__Conjunto de tarefas__:
• a. Segundo a resenha do filme, de quem é a voz da narradora em off?
• b. Edite o trecho da resenha do filme que vai de "O protagonista é" até "começa – se aposentando.", inclusive, trocando "farmácia" por "drogaria".

__Texto para leitura__:
* * *

Bons atores: Sam Rockwell, as belas Olivia Wilde e Michelle Monagham, e até Jane Fonda. E então resolvi experimentar este Better Living Through Chemestry, vivendo melhor com a química, no Brasil.
Poderia perfeitamente passar sem essa experiência.
Não que seja um filme ruim no sentido de mal feito. Ao contrário, ele é bem realizado, em todos os quesitos. Tem até umas invencionicezinhas, umas brincadeirinhas formais – nada de novo, de surpreendente, mas tudo bem feitinho.
Como, por exemplo, créditos iniciais muito bem bolados: vemos assim uma pequena cidade como que construída de brinquedinho, como se fosse feita de Lego ou de algum outro jogo, e os nomes dos atores, da equipe técnica, vão aparecendo como se fossem sinais de trânsito, ou nomes de lojas, de produtos nas vitrines.
Há uma voz de narradora em off, o tempo todo, desde o início da ação, logo após o fim dos créditos iniciais bem bolados. A voz é bela, e o texto é gostosinho, bem escrito, com alguma graça, algum humor – e não é que eu, absurdamente, loucamente, não reconheci que a voz da narradora é de Jane Fonda? Morro de vergonha ao confessar isso, mas estou velho demais para tentar esconder pecados.
O protagonista é um homem fraco, que se deixa dominar pelos outros
A narradora nos apresenta o protagonista da história – o papel de Sam Rockwell, ator experiente, aclamado, 13 prêmios e outras 27 indicações. Chama-se Doug Varney, e é o novo dono da única farmácia de sua cidadezinha, Woodbury, 32.561 habitantes. A farmácia era do sogro dele, Walter Bishop (Ken Howard), sujeito mandão, autoritário, que finalmente está – na época em que a ação começa – se aposentando.

* * *

__Registros__:
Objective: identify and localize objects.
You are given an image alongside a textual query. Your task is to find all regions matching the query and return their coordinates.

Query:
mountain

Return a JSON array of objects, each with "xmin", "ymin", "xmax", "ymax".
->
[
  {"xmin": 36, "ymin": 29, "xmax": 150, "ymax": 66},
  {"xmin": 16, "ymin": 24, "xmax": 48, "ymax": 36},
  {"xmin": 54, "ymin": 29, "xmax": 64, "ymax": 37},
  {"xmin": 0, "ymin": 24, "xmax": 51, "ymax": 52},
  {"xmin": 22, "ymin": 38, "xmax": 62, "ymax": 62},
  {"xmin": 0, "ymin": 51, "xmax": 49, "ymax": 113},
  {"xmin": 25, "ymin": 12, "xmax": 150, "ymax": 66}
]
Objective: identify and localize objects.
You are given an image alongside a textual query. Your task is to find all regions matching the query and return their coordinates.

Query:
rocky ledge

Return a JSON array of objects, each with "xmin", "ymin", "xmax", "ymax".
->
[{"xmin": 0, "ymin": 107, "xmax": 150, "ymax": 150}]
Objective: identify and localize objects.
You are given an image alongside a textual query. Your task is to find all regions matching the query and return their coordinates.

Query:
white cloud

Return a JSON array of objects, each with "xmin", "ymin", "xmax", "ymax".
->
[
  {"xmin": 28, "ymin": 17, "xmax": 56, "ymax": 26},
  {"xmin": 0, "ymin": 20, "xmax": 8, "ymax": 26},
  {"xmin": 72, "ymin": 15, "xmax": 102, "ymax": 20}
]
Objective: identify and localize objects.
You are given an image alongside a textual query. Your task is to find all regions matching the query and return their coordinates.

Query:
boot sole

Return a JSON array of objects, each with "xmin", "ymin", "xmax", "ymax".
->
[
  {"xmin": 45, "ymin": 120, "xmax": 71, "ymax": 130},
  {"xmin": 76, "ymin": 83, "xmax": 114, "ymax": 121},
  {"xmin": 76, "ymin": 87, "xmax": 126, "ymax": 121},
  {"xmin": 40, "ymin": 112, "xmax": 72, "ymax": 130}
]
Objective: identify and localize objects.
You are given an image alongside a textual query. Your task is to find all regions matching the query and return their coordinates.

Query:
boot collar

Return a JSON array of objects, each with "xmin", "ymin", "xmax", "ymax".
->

* * *

__Respostas por tarefa__:
• a. Jane Fonda.

• b.
O protagonista é um homem fraco, que se deixa dominar pelos outros
A narradora nos apresenta o protagonista da história – o papel de Sam Rockwell, ator experiente, aclamado, 13 prêmios e outras 27 indicações. Chama-se Doug Varney, e é o novo dono da única drogaria de sua cidadezinha, Woodbury, 32.561 habitantes. A drogaria era do sogro dele, Walter Bishop (Ken Howard), sujeito mandão, autoritário, que finalmente está – na época em que a ação começa – se aposentando.